Write the records below out again exactly as given, with no images.
— begin DATASET RECORDS —
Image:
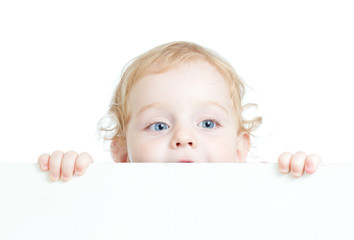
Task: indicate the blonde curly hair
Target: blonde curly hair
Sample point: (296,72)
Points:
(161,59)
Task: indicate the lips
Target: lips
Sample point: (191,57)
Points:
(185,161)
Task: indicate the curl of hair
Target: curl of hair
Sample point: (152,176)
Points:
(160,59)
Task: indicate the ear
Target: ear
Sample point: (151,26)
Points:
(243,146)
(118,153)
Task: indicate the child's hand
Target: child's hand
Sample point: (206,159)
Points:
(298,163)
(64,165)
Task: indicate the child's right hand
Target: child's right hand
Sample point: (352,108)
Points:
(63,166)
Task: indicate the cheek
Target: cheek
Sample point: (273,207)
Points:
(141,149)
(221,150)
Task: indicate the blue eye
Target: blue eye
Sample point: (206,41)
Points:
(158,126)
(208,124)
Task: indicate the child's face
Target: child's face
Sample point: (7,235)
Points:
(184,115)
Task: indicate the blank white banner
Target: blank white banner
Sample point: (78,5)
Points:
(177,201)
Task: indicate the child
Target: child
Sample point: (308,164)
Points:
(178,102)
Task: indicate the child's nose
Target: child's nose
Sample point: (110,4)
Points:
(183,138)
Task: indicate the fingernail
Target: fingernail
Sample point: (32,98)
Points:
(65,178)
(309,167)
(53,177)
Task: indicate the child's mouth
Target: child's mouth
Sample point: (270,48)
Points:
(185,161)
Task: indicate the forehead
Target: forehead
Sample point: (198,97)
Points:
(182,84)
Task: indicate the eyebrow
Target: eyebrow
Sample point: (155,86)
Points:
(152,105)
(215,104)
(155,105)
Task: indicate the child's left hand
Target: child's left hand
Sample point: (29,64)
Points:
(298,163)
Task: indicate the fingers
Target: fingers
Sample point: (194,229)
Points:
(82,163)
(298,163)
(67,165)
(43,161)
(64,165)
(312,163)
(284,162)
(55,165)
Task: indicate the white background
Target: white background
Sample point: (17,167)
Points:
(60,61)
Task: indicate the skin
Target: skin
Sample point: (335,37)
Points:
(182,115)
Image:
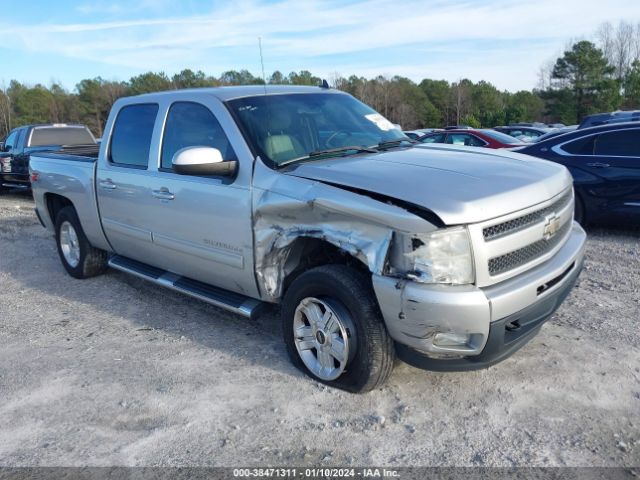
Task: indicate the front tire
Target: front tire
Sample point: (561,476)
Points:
— end DATASET RECORDS —
CORRECT RESPONSE
Image:
Task: indicate the blonde curly hair
Target: blonde curly hair
Sample point: (296,72)
Points:
(161,59)
Task: indicate the lips
Target: lips
Sample point: (191,57)
Points:
(185,161)
Task: indicate the curl of hair
Target: curl of hair
Sample point: (152,176)
Points:
(160,59)
Task: indicate the ear
Target: ear
Sample point: (151,26)
Points:
(243,146)
(118,153)
Task: indicate the child's hand
Target: child's hand
Sample point: (206,159)
Points:
(298,163)
(64,165)
Task: indicate the child's right hand
Target: child's right hand
Sample point: (352,108)
Points:
(63,166)
Task: indicate the cheek
Target: cheek
Sample point: (273,207)
Points:
(141,149)
(221,150)
Task: indicate the blue eye
Target: blue eye
Sample point: (206,41)
Points:
(158,126)
(208,124)
Task: indicate the child's face
Target: child's face
Sample point: (7,235)
Points:
(184,115)
Task: indicate the blank white banner
Target: blank white banner
Sample point: (78,5)
Points:
(177,201)
Task: indicate the child
Target: child
Sample point: (308,164)
Points:
(178,102)
Task: indicate the child's nose
Target: child's nose
Sample point: (110,4)
Points:
(183,138)
Task: indicate the fingernail
Target: fingernail
Sample point: (32,98)
Points:
(65,178)
(309,167)
(53,177)
Task: indicate the child's mouth
Target: child's mouth
Sample point: (270,48)
Points:
(185,161)
Task: indicate the forehead
Target: forehead
Sample point: (198,97)
Points:
(182,84)
Task: indicate the eyebrow
Target: eyebrow
Sample point: (155,86)
Points:
(152,105)
(215,104)
(155,105)
Task: indicate the child's left hand
Target: child's left hand
Sample point: (29,64)
Points:
(298,163)
Task: indicate the fingers
Target: fingers
Sample point: (194,229)
Points:
(82,163)
(298,163)
(67,165)
(43,161)
(64,165)
(312,163)
(284,162)
(55,165)
Task: indicate the white background
Target: white background
Sample point: (17,167)
Points:
(60,61)
Task: indicate the skin
Target: skin
Sample point: (335,37)
Points:
(182,115)
Image:
Task: indicate the front tire
Target: front tire
Sample point: (561,476)
Points:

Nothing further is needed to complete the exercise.